▸ **Written task 1**: Extract every line of the rows below that contains the word "caterpillar", matching case exactly.

▸ **Extract to read**:
○ ○ ○ ○ ○ ○ ○

The description of the present disclosure has been presented for purposes of illustration and is not intended to be exhaustive or limited to the present disclosure. Many modifications, variations, and alternative implementations will be apparent to those of ordinary skill in the art having the benefit of the teachings presented in the foregoing descriptions and the associated drawings.
The examples were chosen and described to explain the principles of the disclosure, and to enable others skilled in the art to understand the disclosure for various implementations and to best utilize the underlying principles and various implementations with various modifications as are suited to the particular use contemplated. Therefore, it is to be understood that the scope of the disclosure is not to be limited to the specific examples of the implementations disclosed and that modifications and other implementations are intended to be included within the scope of the present disclosure.
Claims
1. A neural network system implemented by one or more computers for restoring an image, comprising:
- an encoder comprising a plurality of encoder blocks, wherein each encoder block comprises at least one transformer block and one convolution layer, wherein the encoder receives an input image and generates a plurality of encoder features and a plurality of latent vectors; and
- a generative adversarial network (GAN) prior network comprising a plurality of pre-trained generative prior layers, wherein the GAN prior network receives the plurality of encoder features and the plurality of latent vectors from the encoder and generates an output image with super-resolution.
2. The neural network system of claim 1, further comprising:
- a decoder comprising a plurality of decoder blocks, wherein each decoder block comprises a convolution layer and a pixel shuffle layer, wherein the decoder receives a first encoder feature generated by a first encoder block and a plurality of output features generated by the GAN prior network, and generates the output image wither super-resolution.
3. The neural network system of claim 2, wherein each encoder block comprises the at least one transformer block and one convolution layer followed by the at least one transformer block,
- wherein the plurality of encoder blocks comprises the first encoder block, a plurality of intermediate encoder blocks, and a last encoder block, the first encoder block comprises multiple transformer blocks and a convolution layer followed by the multiple transformer blocks, the plurality of intermediate encoder blocks and the last encoder block respectively comprise a transformer block and a convolution layer followed by the transformer block, and
- wherein the first encoder block receives the input image, generates a first encoder feature, and sends the first encoder feature respectively to a pre-trained generative prior layer in the GAN prior network and a first decoder block in the decoder.
4. The neural network system of claim 3, wherein resolutions of the plurality of encoder features decrease from the first encoder block to the last encoder block.
5. The neural network system of claim 3, wherein the encoder comprises a fully connected layer that receives a last encoder feature generated by the last encoder block and generates the plurality of latent vectors, and
- wherein the fully connected layer respectively sends the plurality of latent vectors to the plurality of pre-trained generative prior layers.

○ ○ ○ ○ ○ ○ ○

▸ **Raw data**:
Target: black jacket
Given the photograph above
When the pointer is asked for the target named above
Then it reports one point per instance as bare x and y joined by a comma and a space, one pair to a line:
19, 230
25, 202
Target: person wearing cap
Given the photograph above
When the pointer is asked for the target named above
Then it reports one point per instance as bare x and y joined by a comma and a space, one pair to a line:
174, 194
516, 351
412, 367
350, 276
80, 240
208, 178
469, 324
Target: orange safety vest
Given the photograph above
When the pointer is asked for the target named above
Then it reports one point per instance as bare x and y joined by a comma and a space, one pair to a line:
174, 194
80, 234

○ ○ ○ ○ ○ ○ ○

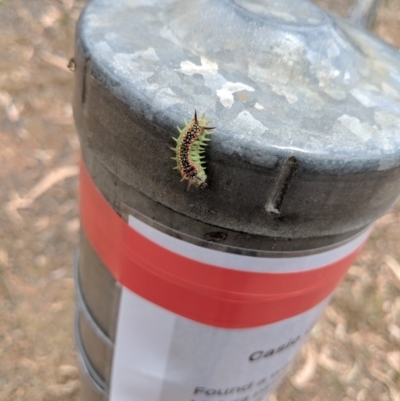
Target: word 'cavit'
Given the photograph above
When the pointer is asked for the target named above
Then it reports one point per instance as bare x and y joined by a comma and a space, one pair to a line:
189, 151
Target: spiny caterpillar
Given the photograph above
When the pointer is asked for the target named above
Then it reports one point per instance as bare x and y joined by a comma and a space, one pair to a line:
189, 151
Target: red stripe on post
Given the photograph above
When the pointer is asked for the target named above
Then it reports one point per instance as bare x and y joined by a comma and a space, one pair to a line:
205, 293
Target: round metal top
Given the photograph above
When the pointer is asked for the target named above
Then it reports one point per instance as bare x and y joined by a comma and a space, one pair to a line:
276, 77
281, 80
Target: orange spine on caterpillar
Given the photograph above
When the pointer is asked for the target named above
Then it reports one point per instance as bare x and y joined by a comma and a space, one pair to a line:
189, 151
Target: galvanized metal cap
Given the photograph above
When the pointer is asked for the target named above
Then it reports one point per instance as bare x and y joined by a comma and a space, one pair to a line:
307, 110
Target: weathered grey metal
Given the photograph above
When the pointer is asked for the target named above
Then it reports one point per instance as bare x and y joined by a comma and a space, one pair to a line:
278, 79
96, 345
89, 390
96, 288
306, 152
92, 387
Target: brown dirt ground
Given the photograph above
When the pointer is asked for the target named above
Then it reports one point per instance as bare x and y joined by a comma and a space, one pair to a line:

○ ○ ○ ○ ○ ○ ○

▸ **Written task 2**: Take the patent claims on the image-restoring neural network further, continuing on from their final sentence above.

▸ **Exercise answer 1**:
Target: spiny caterpillar
Target: orange spine on caterpillar

▸ **Exercise answer 2**:
6. The neural network system of claim 5, wherein the plurality of pre-trained generative prior layers comprise a first generative prior layer, a plurality of intermediate generative prior layers, and a plurality of rear generative prior layers,
- wherein the first generative prior layer receives the last encoder feature from the last encoder block, a latent vector from the fully connected layer, and an encoder feature from an intermediate encoder block,
- wherein each intermediate generative prior layer receives an output from a previous generative prior layer, an encoder feature from an encoder block, and a latent vector from the fully connected layer, and
- wherein each rear generative prior layer receives an output from a previous generative prior layer and a latent vector from the fully connected layer.
7. The neural network system of claim 1, wherein each transformer block comprises a self-attention layer, a first convolution layer, a second convolution layer, a Leaky Rectified Linear Activation (LReLU) layer, a first skip connection, and a second skip connection,
- wherein the LReLU layer is sandwiched between the first convolution layer and the second convolution layer,
- wherein the first skip connection generates an added result by adding an input to the self-attention layer and an output generated by the self-attention layer, and sends the added result to the first convolution layer,
- wherein the first convolution layer generates a first convolution output and sends the first convolution output to the LReLU layer,
- wherein the LReLU layer generates an LReLU output and sends the LReLU output to the second convolution layer,
- wherein the second convolution layer generates a second convolution output and sends the second convolution output to the second skip connection, and
- wherein the second skip connection receives the second convolution output and the added result and generates an output of the transformer block.
8. The neural network system of claim 1, wherein each transformer block comprises a self attention layer comprising a plurality of projection layers, a patch division layer, a softmax layer, a patch merge layer, and a convolution layer,
- wherein the plurality of projection layers respectively learn features of an input of the self attention layer and respectively generate a plurality of projection outputs,
- wherein the patch division layer receives the plurality of projection outputs and divides the plurality of projection outputs into patches comprising query features, key features, and value features,
- wherein the softmax layer generates an attention map based on the query features and the key features,
- wherein the patch merge layer receives a multiplication of the value features and the attention map, and generates a merged output, and
- wherein the convolution layer receives the merged output and generates an output of the self attention layer.
9. The neural network system of claim 1, wherein weights of the plurality of pre-trained generative prior layers are fixed, and
- wherein the output image with super-resolution is reconstructed from the input image and at least doubles original resolution of the input image.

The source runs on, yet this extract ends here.